(Point labels for objects)

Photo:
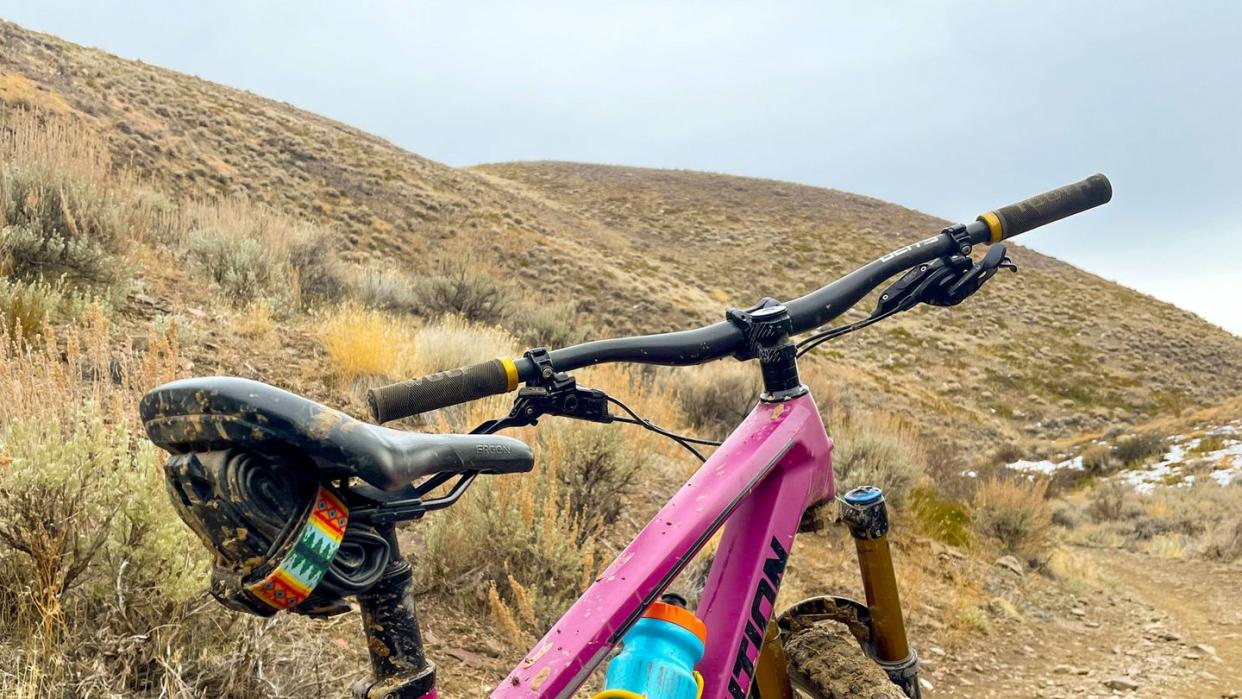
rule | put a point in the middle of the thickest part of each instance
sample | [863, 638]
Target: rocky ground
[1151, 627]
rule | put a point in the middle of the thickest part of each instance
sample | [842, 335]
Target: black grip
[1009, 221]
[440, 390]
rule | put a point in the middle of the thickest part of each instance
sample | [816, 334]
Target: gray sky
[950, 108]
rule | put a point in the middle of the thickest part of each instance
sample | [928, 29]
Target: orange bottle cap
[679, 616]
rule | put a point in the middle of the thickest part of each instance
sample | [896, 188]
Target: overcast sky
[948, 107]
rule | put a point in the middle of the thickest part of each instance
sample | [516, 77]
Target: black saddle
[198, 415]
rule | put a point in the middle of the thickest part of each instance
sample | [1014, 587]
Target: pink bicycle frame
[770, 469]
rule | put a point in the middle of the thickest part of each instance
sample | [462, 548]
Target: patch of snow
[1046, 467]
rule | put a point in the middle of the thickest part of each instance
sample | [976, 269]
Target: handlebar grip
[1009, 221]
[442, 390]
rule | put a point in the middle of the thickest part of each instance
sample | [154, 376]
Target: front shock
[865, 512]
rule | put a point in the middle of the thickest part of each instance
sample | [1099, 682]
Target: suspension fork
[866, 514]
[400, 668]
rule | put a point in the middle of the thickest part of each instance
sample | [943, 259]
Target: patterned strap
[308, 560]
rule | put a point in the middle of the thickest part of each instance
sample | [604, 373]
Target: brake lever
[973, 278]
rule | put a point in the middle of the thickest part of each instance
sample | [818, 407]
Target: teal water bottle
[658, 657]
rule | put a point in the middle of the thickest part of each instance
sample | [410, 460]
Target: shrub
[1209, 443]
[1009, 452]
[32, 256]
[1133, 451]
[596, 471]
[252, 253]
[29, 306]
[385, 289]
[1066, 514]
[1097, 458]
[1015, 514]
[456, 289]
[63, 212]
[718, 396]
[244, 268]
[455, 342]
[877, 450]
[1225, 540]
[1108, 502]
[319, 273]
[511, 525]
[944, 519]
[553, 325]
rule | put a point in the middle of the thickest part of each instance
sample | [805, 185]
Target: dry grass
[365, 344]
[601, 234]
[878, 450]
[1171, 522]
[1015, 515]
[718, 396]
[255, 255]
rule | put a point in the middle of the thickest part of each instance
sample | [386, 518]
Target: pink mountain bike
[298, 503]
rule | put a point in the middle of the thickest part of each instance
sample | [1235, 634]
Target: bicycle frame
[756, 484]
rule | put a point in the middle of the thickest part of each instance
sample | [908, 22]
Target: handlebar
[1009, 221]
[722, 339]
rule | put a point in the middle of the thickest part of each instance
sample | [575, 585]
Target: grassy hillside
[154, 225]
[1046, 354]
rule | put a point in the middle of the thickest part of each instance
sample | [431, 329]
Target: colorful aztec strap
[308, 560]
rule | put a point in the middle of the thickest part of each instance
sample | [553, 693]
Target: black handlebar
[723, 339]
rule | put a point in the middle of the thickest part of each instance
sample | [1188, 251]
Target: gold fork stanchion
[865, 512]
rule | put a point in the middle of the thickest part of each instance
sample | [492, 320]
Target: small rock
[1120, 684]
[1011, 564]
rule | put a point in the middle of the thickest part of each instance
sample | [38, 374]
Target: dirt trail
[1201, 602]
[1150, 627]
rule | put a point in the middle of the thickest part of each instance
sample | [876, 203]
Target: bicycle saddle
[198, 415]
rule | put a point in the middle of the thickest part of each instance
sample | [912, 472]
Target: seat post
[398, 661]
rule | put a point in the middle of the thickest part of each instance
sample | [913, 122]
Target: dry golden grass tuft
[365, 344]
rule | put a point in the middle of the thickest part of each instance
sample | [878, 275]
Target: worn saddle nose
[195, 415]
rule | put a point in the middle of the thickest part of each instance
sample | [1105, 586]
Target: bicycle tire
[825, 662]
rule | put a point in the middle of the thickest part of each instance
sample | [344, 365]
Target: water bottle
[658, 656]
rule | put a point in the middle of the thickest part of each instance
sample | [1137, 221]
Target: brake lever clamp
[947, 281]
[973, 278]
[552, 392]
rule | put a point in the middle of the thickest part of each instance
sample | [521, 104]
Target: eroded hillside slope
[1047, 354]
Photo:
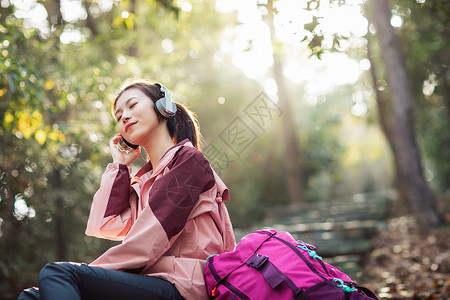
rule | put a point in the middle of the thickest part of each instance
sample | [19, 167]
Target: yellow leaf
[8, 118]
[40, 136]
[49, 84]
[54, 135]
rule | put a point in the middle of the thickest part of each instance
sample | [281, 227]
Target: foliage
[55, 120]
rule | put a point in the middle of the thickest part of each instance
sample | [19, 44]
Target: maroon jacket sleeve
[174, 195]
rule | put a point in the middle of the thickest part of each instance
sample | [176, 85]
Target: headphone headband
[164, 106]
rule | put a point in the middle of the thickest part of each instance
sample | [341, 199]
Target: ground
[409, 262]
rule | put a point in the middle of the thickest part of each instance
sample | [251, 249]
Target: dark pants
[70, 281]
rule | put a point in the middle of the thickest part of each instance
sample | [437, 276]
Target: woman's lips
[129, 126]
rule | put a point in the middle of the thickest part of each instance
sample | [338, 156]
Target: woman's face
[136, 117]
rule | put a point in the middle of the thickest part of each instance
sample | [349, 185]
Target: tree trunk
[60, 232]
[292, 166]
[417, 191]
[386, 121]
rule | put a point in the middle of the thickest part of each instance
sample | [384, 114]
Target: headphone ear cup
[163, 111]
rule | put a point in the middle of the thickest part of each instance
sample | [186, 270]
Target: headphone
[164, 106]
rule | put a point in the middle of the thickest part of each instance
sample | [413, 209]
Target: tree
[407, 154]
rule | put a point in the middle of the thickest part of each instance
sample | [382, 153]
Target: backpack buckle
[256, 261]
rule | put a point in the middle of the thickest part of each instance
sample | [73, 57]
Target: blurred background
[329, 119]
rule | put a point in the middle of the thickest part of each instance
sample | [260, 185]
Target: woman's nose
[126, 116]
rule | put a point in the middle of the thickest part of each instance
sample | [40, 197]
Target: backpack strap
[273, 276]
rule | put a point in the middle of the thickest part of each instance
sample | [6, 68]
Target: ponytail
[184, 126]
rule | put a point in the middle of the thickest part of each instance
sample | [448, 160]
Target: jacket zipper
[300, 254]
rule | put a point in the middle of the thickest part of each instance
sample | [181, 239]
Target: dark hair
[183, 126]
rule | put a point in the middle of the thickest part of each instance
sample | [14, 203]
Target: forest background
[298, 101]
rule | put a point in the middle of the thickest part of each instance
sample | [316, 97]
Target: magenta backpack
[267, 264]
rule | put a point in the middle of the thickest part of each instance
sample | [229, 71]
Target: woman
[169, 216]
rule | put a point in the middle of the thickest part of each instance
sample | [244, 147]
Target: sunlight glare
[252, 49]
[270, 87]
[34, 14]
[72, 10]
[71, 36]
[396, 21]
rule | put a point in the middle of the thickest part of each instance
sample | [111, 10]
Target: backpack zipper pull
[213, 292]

_What you are asked to do:_ Rewrite every line of the records above as a numbered list, skipping blank lines and leaving the pictures out.

_Answer to the problem:_
1. Photo:
2. rule | put a point in the middle of the thickest part of each instance
3. sample | [863, 638]
4. Target: rocky ground
5. [1151, 627]
6. rule | put a point in the middle of the thickest part of each instance
7. sample | [842, 335]
8. Target: black grip
9. [1009, 221]
10. [440, 390]
11. rule | put a point in the middle of the thickest part of each instance
12. sample | [816, 334]
13. Target: gray sky
14. [950, 108]
15. rule | put a point in the middle of the thickest part of each instance
16. sample | [928, 29]
17. Target: orange bottle cap
18. [679, 616]
19. rule | put a point in the middle of the thickest part of each instance
20. sample | [896, 188]
21. Target: overcast sky
22. [948, 107]
23. rule | put a point in the middle of the thickest part of each instance
24. sample | [516, 77]
25. Target: black saddle
26. [198, 415]
27. rule | put a point in the middle of the thickest part of each instance
28. sample | [1014, 587]
29. Target: pink bicycle frame
30. [770, 469]
31. rule | put a point in the middle of the thickest part of each instance
32. sample | [462, 548]
33. Target: patch of snow
34. [1046, 467]
35. rule | put a point in the middle of the thickest part of each instance
36. sample | [976, 269]
37. Target: handlebar grip
38. [1009, 221]
39. [442, 390]
40. rule | put a point in the middle of the thickest part of each instance
41. sample | [154, 376]
42. Target: front shock
43. [865, 512]
44. rule | put a point in the middle of the thickest part of each instance
45. sample | [1099, 682]
46. Target: suspension fork
47. [866, 514]
48. [400, 668]
49. rule | put a point in the middle of the thickest part of each instance
50. sample | [943, 259]
51. Target: patterned strap
52. [308, 560]
53. rule | put a point in the middle of the thickest part of each instance
54. sample | [604, 373]
55. Target: brake lever
56. [973, 278]
57. rule | put a point in the middle of the thickest part of each instance
58. sample | [818, 407]
59. Target: teal water bottle
60. [658, 657]
61. rule | put a point in the middle of the thickest part of each instance
62. sample | [410, 460]
63. Target: shrub
64. [1209, 443]
65. [1009, 452]
66. [32, 256]
67. [1133, 451]
68. [596, 471]
69. [252, 253]
70. [29, 306]
71. [385, 289]
72. [1066, 514]
73. [1097, 458]
74. [1015, 514]
75. [456, 289]
76. [63, 212]
77. [718, 396]
78. [244, 268]
79. [455, 342]
80. [877, 450]
81. [1225, 540]
82. [1108, 502]
83. [319, 273]
84. [511, 525]
85. [944, 519]
86. [553, 325]
87. rule | put a point in the middle of the thickest part of each instance
88. sample | [805, 185]
89. Target: dry grass
90. [365, 344]
91. [601, 234]
92. [878, 450]
93. [1171, 522]
94. [1015, 515]
95. [718, 396]
96. [255, 255]
97. rule | put a point in the middle of the thickest part of each instance
98. sample | [386, 518]
99. Target: pink mountain bike
100. [298, 503]
101. rule | put a point in the middle of the thickest part of each instance
102. sample | [1235, 634]
103. Target: bicycle frame
104. [756, 484]
105. rule | put a point in the middle of the thickest part of each instance
106. sample | [908, 22]
107. Target: handlebar
108. [1009, 221]
109. [722, 339]
110. rule | put a point in the middle of the thickest part of each instance
111. sample | [575, 585]
112. Target: grassy hillside
113. [154, 225]
114. [1046, 354]
115. rule | put a point in the middle of the thickest part of each instance
116. sample | [431, 329]
117. Target: colorful aztec strap
118. [308, 560]
119. rule | put a point in the middle of the thickest part of each instance
120. sample | [553, 693]
121. Target: black handlebar
122. [723, 339]
123. rule | put a point in the middle of the thickest part of each instance
124. sample | [1188, 251]
125. Target: gold fork stanchion
126. [865, 512]
127. rule | put a point in the middle of the thickest part of each instance
128. sample | [492, 320]
129. Target: small rock
130. [1120, 684]
131. [1011, 564]
132. rule | put a point in the middle of the thickest part of each instance
133. sample | [38, 374]
134. Target: dirt trail
135. [1201, 602]
136. [1150, 627]
137. rule | put a point in the middle of the thickest part of each instance
138. sample | [876, 203]
139. Target: bicycle saddle
140. [198, 415]
141. rule | put a point in the middle of the thickest part of each instance
142. sample | [912, 472]
143. Target: seat post
144. [398, 661]
145. rule | put a point in the middle of the thickest part of each instance
146. sample | [913, 122]
147. Target: dry golden grass tuft
148. [365, 344]
149. rule | put a point in the middle of the thickest part of each instance
150. sample | [878, 275]
151. Target: worn saddle nose
152. [195, 415]
153. rule | put a point in the middle of the thickest part of each instance
154. sample | [1105, 586]
155. Target: bicycle tire
156. [825, 662]
157. rule | put a point in the middle of the thickest part of each instance
158. sample | [344, 365]
159. Target: water bottle
160. [658, 656]
161. rule | put a point in the middle of the thickest part of each instance
162. sample | [1137, 221]
163. Target: brake lever clamp
164. [947, 281]
165. [973, 278]
166. [552, 392]
167. rule | put a point in the middle of the thickest part of each instance
168. sample | [521, 104]
169. Target: eroded hillside slope
170. [1047, 354]
171. Photo:
172. rule | put a point in the middle of the thickest part of each instance
173. sample | [19, 167]
174. Target: yellow leaf
175. [8, 118]
176. [40, 136]
177. [49, 84]
178. [54, 135]
179. rule | put a point in the middle of the thickest part of each instance
180. sample | [281, 227]
181. Target: foliage
182. [55, 120]
183. rule | put a point in the middle of the thickest part of each instance
184. sample | [19, 44]
185. Target: maroon jacket sleeve
186. [174, 195]
187. rule | put a point in the middle of the thickest part of each instance
188. sample | [176, 85]
189. Target: headphone headband
190. [164, 106]
191. rule | put a point in the middle of the thickest part of each instance
192. sample | [341, 199]
193. Target: ground
194. [409, 262]
195. rule | put a point in the middle of the thickest part of each instance
196. sample | [251, 249]
197. Target: dark pants
198. [70, 281]
199. rule | put a point in the middle of the thickest part of each instance
200. sample | [437, 276]
201. Target: woman's lips
202. [129, 126]
203. rule | put a point in the middle of the thickest part of each instance
204. sample | [338, 156]
205. Target: woman's face
206. [136, 117]
207. rule | put a point in the middle of the thickest part of each instance
208. sample | [349, 185]
209. Target: tree trunk
210. [60, 232]
211. [292, 166]
212. [417, 191]
213. [386, 121]
214. rule | put a point in the middle of the thickest part of each instance
215. sample | [384, 114]
216. Target: headphone ear cup
217. [163, 111]
218. rule | put a point in the middle of the thickest part of each instance
219. sample | [186, 270]
220. Target: headphone
221. [164, 106]
222. rule | put a point in the middle of the thickest part of each instance
223. sample | [413, 209]
224. Target: tree
225. [407, 154]
226. rule | put a point in the middle of the thickest part of each instance
227. sample | [382, 153]
228. Target: backpack buckle
229. [256, 261]
230. rule | put a point in the middle of the thickest part of each instance
231. sample | [73, 57]
232. Target: blurred background
233. [329, 119]
234. rule | put a point in the middle of the thickest part of each instance
235. sample | [260, 185]
236. Target: woman's nose
237. [126, 116]
238. rule | put a point in the middle of the thickest part of each instance
239. sample | [40, 197]
240. Target: backpack strap
241. [273, 276]
242. rule | put a point in the middle of the thickest part of each instance
243. sample | [6, 68]
244. Target: ponytail
245. [184, 126]
246. rule | put a point in the middle of the thickest part of each instance
247. sample | [448, 160]
248. Target: jacket zipper
249. [300, 254]
250. rule | put a point in the middle of the thickest part of each instance
251. sample | [181, 239]
252. Target: dark hair
253. [183, 126]
254. rule | put a point in the middle of the thickest part of each instance
255. sample | [14, 203]
256. Target: forest background
257. [298, 101]
258. rule | put a point in the middle of the thickest part of each instance
259. sample | [316, 97]
260. Target: magenta backpack
261. [267, 264]
262. rule | put a point in the middle of the thickest part of each instance
263. sample | [229, 71]
264. Target: woman
265. [169, 216]
266. rule | put a point in the middle of the thickest part of each instance
267. sample | [244, 147]
268. Target: sunlight glare
269. [252, 49]
270. [270, 87]
271. [34, 14]
272. [72, 10]
273. [71, 36]
274. [396, 21]
275. rule | put a point in the middle of the thickest part of each instance
276. sample | [111, 10]
277. Target: backpack zipper pull
278. [213, 292]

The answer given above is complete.